Truesmommy2004 - posted on 04/29/2014
I thought it was just me. I have a set of boy/girl twins that are 3 1/2 and my husband and I are at a loss with them. They are absolutely crazy at times, they beat each other up, pushing and biting, then they love on each other. We have tried all kinds of time outs and 123 magic and they laugh or start counting with us, "thats 2, thats 2…." they think its a joke. I can't even take them to story time at the public library because they just run around. I had to take them out of the middle of story time because I was so embarrassed. Food shopping is a nightmare, they beat each other up in the cart and touch everything that hangs. I just don't know what to do
Sue - posted on 12/12/2008
I'm raising twin grandsons who had to be removed from their mother for abuse. They show really challenging behaviour; some of that is probably a reaction to what they suffered, but some of it is the 'twin thing'. I've raised four children of my own, and nothing prepared me for this. They have to be watched constantly because they will suddenly erupt in violence (vicious bites are their speciality). They get much worse when they are tired, and I think that is aggravated by the fact that they fight off sleep, and one will keep the other awake. Sometimes I have resorted to a sedative to force them to have a sleep after lunch. After that they are in a much better mood. It also means that they are ready for bed later, but life has a better quality.
Sometimes they go into a state I can only describe as "twin mania". They look each other in the eye, start giggling like maniacs, and run around in circles. They act completely deaf, and the level of excitement builds up, feeding off each other. They emit horrendous high-pitched screams which pierce your head like a skewer, and start grabbing anything in reach and hurling things on the floor and knocking over the furniture.
The only thing to do when this happens is to separate them. If there are two adults take one each. If just one person is trying to cope, then the only thing is to shut one in his bedroom for a few minutes until he has calmed down. This has definitely helped.
I also keep two wrist straps on my bag in case they play up when we're out, because they like to run off in different directions.

### DIRECTIVES
1. Copy the forum posts about raising twins from "The only thing to" up to and including "in different directions.".
2. List each action the grandsons perform during what the posts about raising twins call "twin mania," as described in the paragraph beginning "Sometimes they go into a state."
3. Write what comes next in the forum posts about raising twins, after the last sentence shown.

(Mask labeling examples)
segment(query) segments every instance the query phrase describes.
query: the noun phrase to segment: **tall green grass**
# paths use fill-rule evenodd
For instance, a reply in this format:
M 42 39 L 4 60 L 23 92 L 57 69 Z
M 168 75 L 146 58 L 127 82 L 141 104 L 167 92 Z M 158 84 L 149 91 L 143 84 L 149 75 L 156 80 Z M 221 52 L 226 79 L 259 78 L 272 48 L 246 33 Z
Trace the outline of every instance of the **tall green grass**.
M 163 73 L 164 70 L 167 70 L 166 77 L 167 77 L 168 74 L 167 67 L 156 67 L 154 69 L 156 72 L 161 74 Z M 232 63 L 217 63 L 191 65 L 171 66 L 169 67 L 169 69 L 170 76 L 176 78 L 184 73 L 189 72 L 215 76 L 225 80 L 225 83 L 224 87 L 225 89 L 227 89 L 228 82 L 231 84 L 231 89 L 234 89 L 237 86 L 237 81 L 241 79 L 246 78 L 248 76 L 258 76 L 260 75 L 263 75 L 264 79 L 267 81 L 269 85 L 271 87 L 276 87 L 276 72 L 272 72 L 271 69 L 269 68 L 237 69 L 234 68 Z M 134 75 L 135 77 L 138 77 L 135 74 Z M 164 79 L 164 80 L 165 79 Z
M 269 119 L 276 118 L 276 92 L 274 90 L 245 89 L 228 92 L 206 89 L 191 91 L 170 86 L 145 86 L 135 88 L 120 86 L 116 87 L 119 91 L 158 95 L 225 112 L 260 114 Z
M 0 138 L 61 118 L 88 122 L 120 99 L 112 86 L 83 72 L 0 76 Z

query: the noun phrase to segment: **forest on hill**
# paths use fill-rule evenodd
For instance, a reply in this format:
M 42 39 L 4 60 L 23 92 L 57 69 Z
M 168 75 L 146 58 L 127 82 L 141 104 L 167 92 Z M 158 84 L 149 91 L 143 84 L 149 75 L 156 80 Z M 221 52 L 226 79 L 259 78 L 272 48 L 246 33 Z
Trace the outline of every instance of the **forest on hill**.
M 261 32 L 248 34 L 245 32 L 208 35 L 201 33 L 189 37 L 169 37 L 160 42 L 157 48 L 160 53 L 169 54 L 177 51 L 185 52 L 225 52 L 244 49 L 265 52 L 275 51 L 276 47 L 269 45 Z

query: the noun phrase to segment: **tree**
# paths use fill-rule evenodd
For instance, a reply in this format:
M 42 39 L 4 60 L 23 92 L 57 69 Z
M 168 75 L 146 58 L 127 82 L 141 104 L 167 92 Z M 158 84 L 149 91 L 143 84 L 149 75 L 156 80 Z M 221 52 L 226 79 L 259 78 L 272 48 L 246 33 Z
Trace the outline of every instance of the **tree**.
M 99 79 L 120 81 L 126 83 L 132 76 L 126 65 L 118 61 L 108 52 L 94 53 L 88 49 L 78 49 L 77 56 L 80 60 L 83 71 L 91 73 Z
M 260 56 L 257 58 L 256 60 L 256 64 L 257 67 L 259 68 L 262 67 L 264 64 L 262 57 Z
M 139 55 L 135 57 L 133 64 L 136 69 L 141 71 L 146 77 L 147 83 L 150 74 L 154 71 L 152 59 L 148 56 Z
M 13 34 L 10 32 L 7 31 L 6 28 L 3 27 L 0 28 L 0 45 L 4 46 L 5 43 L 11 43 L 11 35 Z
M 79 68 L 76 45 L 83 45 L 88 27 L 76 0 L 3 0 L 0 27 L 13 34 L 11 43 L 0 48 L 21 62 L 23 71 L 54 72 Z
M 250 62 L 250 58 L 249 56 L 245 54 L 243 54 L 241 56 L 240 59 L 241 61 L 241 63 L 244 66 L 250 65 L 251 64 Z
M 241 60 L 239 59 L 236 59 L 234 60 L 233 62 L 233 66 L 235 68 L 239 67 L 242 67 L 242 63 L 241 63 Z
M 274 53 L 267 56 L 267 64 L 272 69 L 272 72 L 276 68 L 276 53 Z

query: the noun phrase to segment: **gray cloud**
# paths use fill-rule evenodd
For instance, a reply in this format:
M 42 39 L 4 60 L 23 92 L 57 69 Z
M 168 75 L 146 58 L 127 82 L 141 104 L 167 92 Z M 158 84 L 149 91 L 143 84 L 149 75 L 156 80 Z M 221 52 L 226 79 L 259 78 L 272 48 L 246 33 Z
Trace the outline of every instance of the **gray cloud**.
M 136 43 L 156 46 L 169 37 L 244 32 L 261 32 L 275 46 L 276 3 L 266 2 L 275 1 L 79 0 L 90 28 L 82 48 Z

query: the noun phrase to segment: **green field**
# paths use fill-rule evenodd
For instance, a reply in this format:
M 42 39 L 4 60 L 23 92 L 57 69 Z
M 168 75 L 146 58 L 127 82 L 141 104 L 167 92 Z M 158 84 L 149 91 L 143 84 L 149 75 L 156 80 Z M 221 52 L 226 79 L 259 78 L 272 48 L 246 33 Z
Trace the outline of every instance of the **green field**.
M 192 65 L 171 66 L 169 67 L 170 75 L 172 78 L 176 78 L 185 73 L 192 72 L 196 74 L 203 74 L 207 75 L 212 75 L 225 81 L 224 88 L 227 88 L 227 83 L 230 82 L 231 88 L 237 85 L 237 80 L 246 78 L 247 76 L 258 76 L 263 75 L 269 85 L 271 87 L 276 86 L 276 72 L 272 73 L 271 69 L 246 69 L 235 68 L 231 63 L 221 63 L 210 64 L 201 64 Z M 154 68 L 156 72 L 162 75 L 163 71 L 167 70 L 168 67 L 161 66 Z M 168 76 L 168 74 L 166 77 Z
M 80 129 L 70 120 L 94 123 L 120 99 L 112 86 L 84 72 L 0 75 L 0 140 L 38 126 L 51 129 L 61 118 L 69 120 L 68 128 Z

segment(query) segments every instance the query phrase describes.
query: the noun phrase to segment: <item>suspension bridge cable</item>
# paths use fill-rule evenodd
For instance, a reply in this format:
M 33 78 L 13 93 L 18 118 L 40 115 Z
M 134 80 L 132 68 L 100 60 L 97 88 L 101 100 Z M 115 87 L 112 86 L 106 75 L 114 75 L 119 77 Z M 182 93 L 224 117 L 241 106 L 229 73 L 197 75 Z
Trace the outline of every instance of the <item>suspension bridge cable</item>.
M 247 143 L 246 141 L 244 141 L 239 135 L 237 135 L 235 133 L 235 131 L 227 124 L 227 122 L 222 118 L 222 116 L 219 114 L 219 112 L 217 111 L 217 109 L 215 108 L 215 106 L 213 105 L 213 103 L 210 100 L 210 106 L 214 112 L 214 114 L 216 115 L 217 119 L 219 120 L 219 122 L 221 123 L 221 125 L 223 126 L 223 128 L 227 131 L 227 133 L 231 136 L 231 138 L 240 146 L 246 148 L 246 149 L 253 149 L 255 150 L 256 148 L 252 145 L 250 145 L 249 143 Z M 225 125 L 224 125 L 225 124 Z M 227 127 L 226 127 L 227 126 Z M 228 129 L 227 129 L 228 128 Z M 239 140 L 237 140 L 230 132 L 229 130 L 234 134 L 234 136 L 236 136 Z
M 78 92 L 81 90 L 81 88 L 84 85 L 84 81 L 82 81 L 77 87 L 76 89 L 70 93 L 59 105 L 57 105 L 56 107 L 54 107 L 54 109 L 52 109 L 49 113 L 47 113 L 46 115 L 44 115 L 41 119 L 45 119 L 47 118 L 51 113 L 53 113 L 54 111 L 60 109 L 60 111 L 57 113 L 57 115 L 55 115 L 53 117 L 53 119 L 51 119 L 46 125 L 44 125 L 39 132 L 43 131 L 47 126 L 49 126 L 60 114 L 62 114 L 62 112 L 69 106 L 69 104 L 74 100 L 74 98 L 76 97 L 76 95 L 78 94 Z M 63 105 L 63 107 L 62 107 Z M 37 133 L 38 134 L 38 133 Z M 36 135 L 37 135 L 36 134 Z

### ANSWERS TO EACH TASK
1.
The only thing to do when this happens is to separate them. If there are two adults take one each. If just one person is trying to cope, then the only thing is to shut one in his bedroom for a few minutes until he has calmed down. This has definitely helped.
I also keep two wrist straps on my bag in case they play up when we're out, because they like to run off in different directions.

2.
- Look each other in the eye
- Start giggling like maniacs
- Run around in circles
- Act completely deaf
- Emit horrendous high-pitched screams
- Start grabbing anything in reach
- Hurl things on the floor
- Knock over the furniture

3.
Becky - posted on 12/12/2008
I cannot speak from lots of experience - my girls are 10 and 5. I have always heard that twins are very difficult to raise, and I believe that's true. Not to mention, you are blessed with a house-full of darlings! What a wonderful thing (except when you want to pull your hair out!!)!
I will suggest what worked with my girls (although every child's different). My oldest is very emotional, and when disciplining her, it helped to gently explain why her behavior made me upset/angry/sad. She responded well to understanding how her actions made others feel. With my 5-year-old, it's more of a "mutual understanding/agreement" deal. When she misbehaves or gets to be a handful, I will (along with discipline for the bad behavior) offer her options for how to correct her behavior. For example, if she pitches a fit about not being able to watch the show she wants, I'll say, "Okay, Kristin. You may either read a book ( play with your toys, color, etc.,...), or you may watch the show that's on and choose what you'd like to watch when this one's over." Most of the time, knowing that she has some control over the specific outcome will help her to choose something that suits her. I will occasionally have to remind her that her other option is to go and sit in time-out until she can stop complaining.
In all, I would assume that each of your little angels differ in the behavioral directions that they individually need. Make sure to discipline them in ways that "speak" specifically to each individual child, instead of a "blanket consequence." You're an amazing woman to be raising 7 children - best of luck!! =)
Luana - posted on 12/12/2008
I am loving this ,i don't feel so alone anymore!!!! nobody around me as twins and they all look at me funny when i say that twins are much harder to raise then singles.They all say that it must be easy now because they can play together ,they don't get that now is when it's hard!!!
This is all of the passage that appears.